Begin PASSAGE SHOWN

Monday, October 20, 2008

Separation from Graceland: Events 4 - 11

EVENT FOUR

1996--My mother moves in with us in January. The why and how are detailed and not important to the authority discussion. The consequence, however, is. My wife had several chronic, health related issues, and my mother was no easy roommate; as a result, my wife spiraled downward into a serious depression. In October, I do something I had never done since 1979: I ask for help from the leadership. Two elders and their wives meet with my wife and me. They listen to us and our emotional reactions to the current circumstances. They conclude, we simply need the support of friends through our current life situation and commit to meet with us weekly for an undetermined amount of time until we see a turn around, whatever that would be, in my wife's depression. A week passes, and I hear nothing from either of these elders. On the day we are to meet, I call one and we talk for about ten minutes. No one meets with us, and I feel more like I have checked in with an overseer rather than a friend providing me emotional support. I wait another week. No one contacts me again, and I decide calling them is not my responsibility.

I was not angry or hurt. I was sharpened to examine the facts and think. I asked for help. It did not materialize. Why? The elders involved were over-burdened themselves with responsibilities in the system. Also, I see the evidence we use the term friend at GCC without experiencing its reality. If an elder as deeply connected as I could not find support in Christian family/friendship during a personal crisis, how did those who followed experience support from the leadership? Also and for the worse, I confront memories when I realize the words of elders proved empty, including my own. I walk through the crisis alone. In early 1997, a second crisis will pull my wife and me together and start her rise above depression.

EVENT FIVE
1996--Sometime in this year , GCC starts a third service on Saturday nights to handle our growth. This service is very relaxed and many find it refreshing. However, the reduced crowds on Sunday mornings make these meetings seem less vital. The head-pastor is concerned and brings up the topic in an elders' meeting. He indicates he wants to stop the Saturday night service. The eleven elders disagree over what is to be done. In a seven/four split in favor of keeping the Saturday night service, the discussion is tabled. At the next elders' meeting, the head-pastor states he strongly feels stopping the Saturday night service is God's direction. He determines this is what we will do and gives his head-pastor responsibility as the basis for the decision. His position is in line with our tradition and obligates me to change my position if I have any integrity of consistent practice. We concur as elders, though I am left seriously examining the substance and meaning of how we function as a governing team.

End PASSAGE SHOWN

• WHAT THE TASK ASKS: Resume the account of leaving Graceland, writing on from its final sentence. The listing that comes next is separate material, unrelated to the account of leaving Graceland.

Begin AVAILABLE DATA

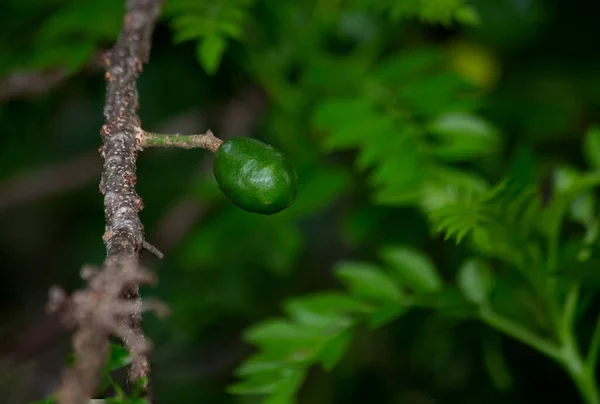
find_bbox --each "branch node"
[142,240,165,260]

End AVAILABLE DATA

• WRITTEN RESPONSE:
EVENT SIX
1997, January--While my wife and I are out of town, our eldest son uses a key we were entrusted with to enter the summer home of a neighbor and host a party for high school students. We receive a 3:00 AM phone call from the town police that our eldest son has been arrested for illegal entry. An elder who is a friend accepts custody of our son for us and puts him up until we can return home. We are grateful. Our son is 14, and the neighbor lovingly chooses not to prosecute, labeling it a young person's poor judgment. Recognizing finally, that my family suffers from the hectic pace I live as an elder, principal and teacher, I take a sabbatical from being an elder for one year. The only call I receive from any other elder, asks me to make sure a next door neighbor, who is aware of the break-in due to the police questioning him, receive an apology for my son's behavior. No elder, however, seeks to pull alongside our family to ask what we are experiencing, how my son is handling the circumstances, or how my wife is handling our situation in light of her depression brought to two elders' attention just three months prior. I admit to myself that my personal circumstances seem to bear little concern for these I have considered to be family that loves me.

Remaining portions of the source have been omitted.